** Begin Document passage **

# Fantasy's in marriage and sex



## mrnice (Aug 11, 2009)

My marriage was on the brink of disaster until I came up with a small plan yesterday.

I decided to put in writing what I would like to indulge in with regards to sex in our relationship. Which will make me want to give her more attention which will make her happy.

Here are some of the things I wanted:

* I want her to dress up in nurses uniforms, lingerie etc
* I want to film us having sex.
* I want her to indulge in my sex positions rather then just her same boring (her on top) position.

One thing I said to her is I would love to have a threesome with her and another really hot girl. 
She then said, "I don't have an issue with that, I've kissed girls before, who do you want to do it with, anyone in mind"

I kept stressing that it's only a fantasy and I wouldn't really want to do it in case it screwed us up. She said "Im up for it"

BUT, she said "I want to tell you my fantasy"

I want to have another sex partner other then you, every once in a while.

I told her "Absolutely NO WAY" as she did this once before and it nearly ended us. 

I then said to her, "Would you like me to go and start having sex with other women, let's start with the neighbour"

** End Document passage **
** Begin Collected material **

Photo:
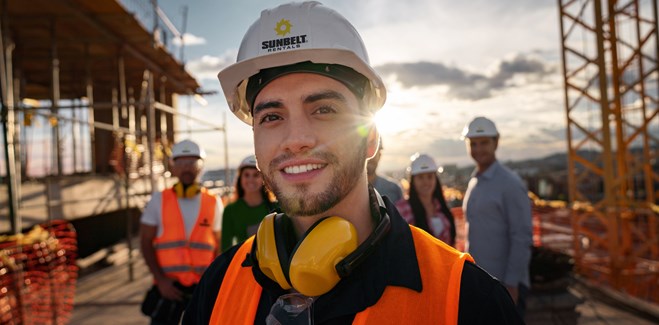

** End Collected material **

### Task requirements
a - In the forum post about fantasies in marriage and sex, which sex position does the poster say his wife always sticks to?
b - Continue the forum post about fantasies in marriage and sex from the point where it stops.

### Task answers
a - Her on top.

b -
She said "No"
I replied "Their you go, its a one on one thing that I can't deal with nor can you, so I don't think we should go down that path"

Has anyone experienced any of the above?
Any advice or opinions would be helpful here.
Any swingers in the house can offer advice here?


----------



## dobo (Jun 30, 2009)

She's not happy with you sexually.

That's at a bare minimum.

Max, she already knows who she wants to cheat on you with.

I have thoughts about other men but when I examine them, it is about what I feel I'm not getting in my marriage. I'm still trying to figure out exactly what those things are -- some are about sexual acts, but some have to do with intellectual things.

AND YET I know he's a wonderful, loving person. If I acted on these things, I'd destroy us without figuring out what I'm not doing for us. It isn't his job to make me happy. Afterall, he provides more than the minimum. He's a loving, affectionate, consistent man. So this is about me. There's something missing in me.

My guess : Fear of intimacy. Fear of being as close as you are. 

I also think this is a cry to be more adventurous sexually.


----------



## mrnice (Aug 11, 2009)

dobo said:


> She's not happy with you sexually.
> 
> That's at a bare minimum.
> 
> ...


Hmmm, possibly but every time i've ever wanted sex my way I always get greeted with "Oh do I have to!"
Sex has always been the way she wanted, and when she wanted. 
She told me who she'd like to screw last night.

Sex nearly every night, do you think she's an unhappy woman? I don't think so. 

I think she needs help, I can't please her any more then that.
She agrees that she needs help as well cause I go beyond the call of duty to make her happy TRUST ME.


----------



## Gomez (Jun 5, 2009)

LOL my wife and I had about this exact same conversation.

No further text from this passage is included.